--- BEGIN DATA EXTRACT ---

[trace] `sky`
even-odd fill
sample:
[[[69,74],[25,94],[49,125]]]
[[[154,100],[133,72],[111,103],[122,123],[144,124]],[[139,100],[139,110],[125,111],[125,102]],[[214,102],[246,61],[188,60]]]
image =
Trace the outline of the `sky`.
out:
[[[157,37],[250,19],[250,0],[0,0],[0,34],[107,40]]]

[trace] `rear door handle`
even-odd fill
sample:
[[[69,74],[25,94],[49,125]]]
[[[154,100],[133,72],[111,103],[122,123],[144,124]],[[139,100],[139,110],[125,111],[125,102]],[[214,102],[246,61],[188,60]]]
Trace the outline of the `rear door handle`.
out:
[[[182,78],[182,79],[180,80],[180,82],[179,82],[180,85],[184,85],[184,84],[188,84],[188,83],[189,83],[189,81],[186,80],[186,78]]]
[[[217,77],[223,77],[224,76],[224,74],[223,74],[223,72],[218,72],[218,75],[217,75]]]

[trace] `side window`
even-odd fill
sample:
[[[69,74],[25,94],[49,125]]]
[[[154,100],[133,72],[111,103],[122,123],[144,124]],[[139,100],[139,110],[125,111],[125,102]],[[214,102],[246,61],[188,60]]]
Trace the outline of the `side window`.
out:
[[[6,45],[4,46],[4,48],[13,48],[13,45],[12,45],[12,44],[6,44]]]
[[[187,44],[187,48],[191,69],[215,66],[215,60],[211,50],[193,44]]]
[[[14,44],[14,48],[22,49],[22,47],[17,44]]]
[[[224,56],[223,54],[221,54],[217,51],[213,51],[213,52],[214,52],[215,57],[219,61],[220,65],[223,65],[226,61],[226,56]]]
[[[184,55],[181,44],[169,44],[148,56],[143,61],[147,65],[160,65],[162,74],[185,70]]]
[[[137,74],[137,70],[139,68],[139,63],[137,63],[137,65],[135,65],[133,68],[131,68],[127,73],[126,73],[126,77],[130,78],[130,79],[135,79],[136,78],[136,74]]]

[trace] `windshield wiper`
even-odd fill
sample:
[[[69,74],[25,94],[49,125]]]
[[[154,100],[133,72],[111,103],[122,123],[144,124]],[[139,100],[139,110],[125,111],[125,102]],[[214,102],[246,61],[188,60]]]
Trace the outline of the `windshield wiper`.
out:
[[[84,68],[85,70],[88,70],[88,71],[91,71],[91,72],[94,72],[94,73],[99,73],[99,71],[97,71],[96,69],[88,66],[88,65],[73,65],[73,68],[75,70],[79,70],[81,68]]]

--- END DATA EXTRACT ---

- WRITTEN PROBLEM:
Copy out the listing word for word, from its first line through the line containing "[[[157,37],[250,19],[250,0],[0,0],[0,34],[107,40]]]", with both of those lines included.

- TASK OUTPUT:
[trace] `sky`
even-odd fill
sample:
[[[69,74],[25,94],[49,125]]]
[[[154,100],[133,72],[111,103],[122,123],[144,124]],[[139,100],[139,110],[125,111],[125,102]],[[214,102],[246,61],[188,60]]]
image =
Trace the outline of the `sky`.
out:
[[[157,37],[250,19],[250,0],[0,0],[0,34],[107,40]]]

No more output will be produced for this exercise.